Copy the data from the line that contains "Exercise. Point out the power" to its last line, exactly, including both of those lines and leaving out everything before.

**** STORED RECORDS

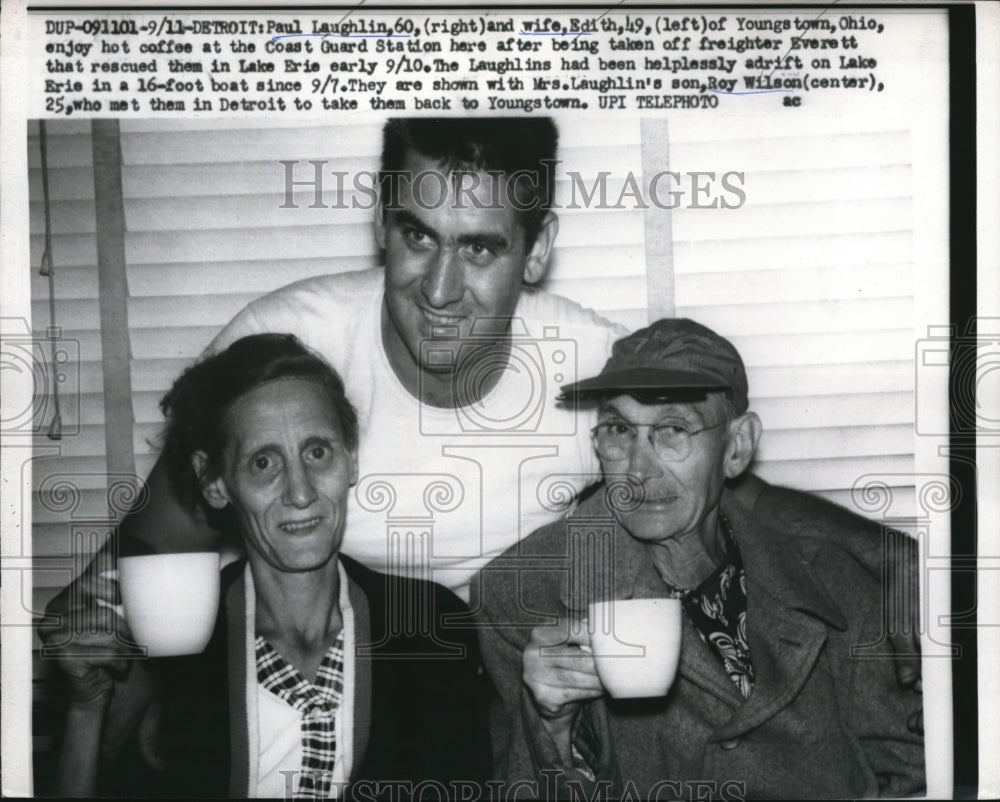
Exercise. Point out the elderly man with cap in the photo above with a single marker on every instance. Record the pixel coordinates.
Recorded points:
(768, 700)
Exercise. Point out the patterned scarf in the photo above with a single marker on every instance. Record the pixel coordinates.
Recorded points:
(317, 702)
(718, 610)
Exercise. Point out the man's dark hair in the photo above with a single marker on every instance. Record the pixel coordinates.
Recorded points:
(196, 404)
(509, 145)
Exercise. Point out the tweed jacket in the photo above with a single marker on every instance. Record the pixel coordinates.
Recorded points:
(818, 723)
(419, 712)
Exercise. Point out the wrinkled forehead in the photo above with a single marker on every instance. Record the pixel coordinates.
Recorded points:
(436, 184)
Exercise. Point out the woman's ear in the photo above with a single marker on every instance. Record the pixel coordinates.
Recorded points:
(214, 490)
(744, 434)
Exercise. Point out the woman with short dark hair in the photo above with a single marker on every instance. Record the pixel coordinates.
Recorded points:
(303, 687)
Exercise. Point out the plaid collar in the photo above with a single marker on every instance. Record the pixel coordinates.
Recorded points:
(318, 703)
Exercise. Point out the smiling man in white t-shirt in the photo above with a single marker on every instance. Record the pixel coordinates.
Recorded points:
(454, 362)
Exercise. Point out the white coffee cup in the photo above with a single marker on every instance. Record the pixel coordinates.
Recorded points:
(636, 645)
(170, 600)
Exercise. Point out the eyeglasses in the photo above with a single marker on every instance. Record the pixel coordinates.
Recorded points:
(613, 440)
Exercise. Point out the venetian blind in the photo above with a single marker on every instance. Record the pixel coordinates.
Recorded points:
(813, 281)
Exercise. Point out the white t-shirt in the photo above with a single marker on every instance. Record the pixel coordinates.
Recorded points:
(443, 491)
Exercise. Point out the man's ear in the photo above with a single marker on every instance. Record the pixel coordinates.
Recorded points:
(744, 434)
(538, 257)
(380, 223)
(214, 490)
(354, 467)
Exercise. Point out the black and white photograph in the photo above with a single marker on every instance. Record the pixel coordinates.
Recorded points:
(498, 403)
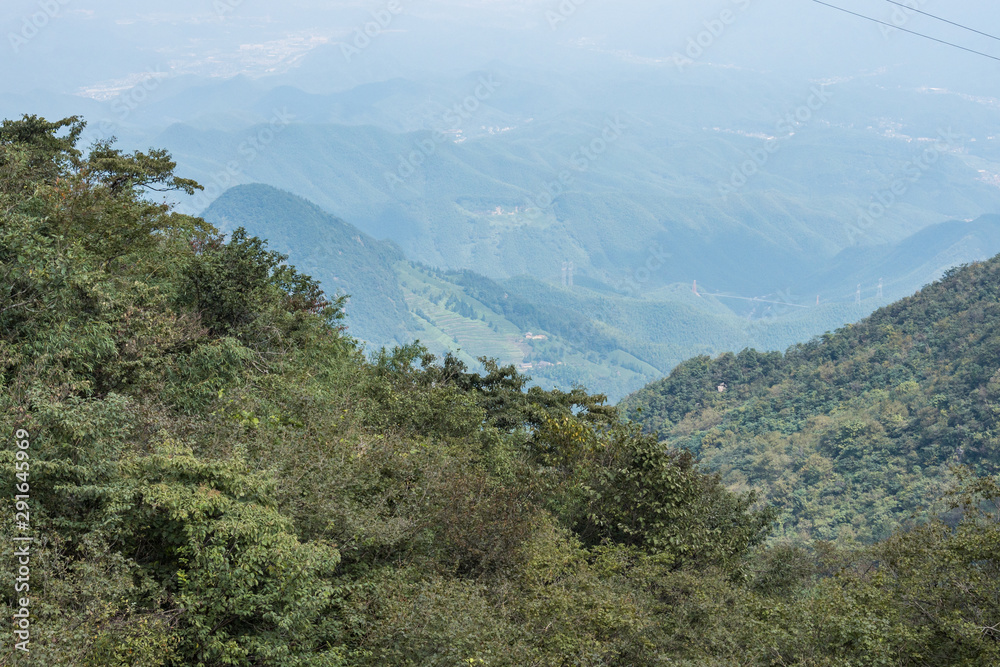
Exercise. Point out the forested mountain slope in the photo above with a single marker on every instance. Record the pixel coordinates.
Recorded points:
(341, 257)
(850, 433)
(213, 474)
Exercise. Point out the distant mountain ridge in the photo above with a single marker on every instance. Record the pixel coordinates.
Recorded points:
(853, 431)
(594, 334)
(343, 258)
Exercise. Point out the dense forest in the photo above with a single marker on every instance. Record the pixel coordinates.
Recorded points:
(857, 431)
(219, 476)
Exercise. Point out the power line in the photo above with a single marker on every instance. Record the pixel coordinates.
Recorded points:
(938, 18)
(912, 32)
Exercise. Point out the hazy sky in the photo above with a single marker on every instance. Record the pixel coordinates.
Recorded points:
(81, 46)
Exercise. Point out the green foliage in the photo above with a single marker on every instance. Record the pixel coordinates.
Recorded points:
(221, 476)
(853, 432)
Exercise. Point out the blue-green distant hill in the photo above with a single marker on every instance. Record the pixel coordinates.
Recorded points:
(343, 258)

********

WRITTEN RESPONSE
Exercise. Point out the power line in the photo above with a single marker on every instance. Record the pixel coordinates.
Recorded points:
(938, 18)
(912, 32)
Exercise. Point out the hazy sky in the photo above with a single marker on every instance. Record the pixel coordinates.
Recorded points:
(81, 46)
Exercise. Point out the green foliage in the photo above with a single marker on every instance. Record the pixel coordinates.
Recorded points:
(221, 476)
(853, 432)
Exercise. Point out the blue-green distant hill in the photo above with a single marker on every instance. Record the pixel coordinates.
Recorded points:
(343, 258)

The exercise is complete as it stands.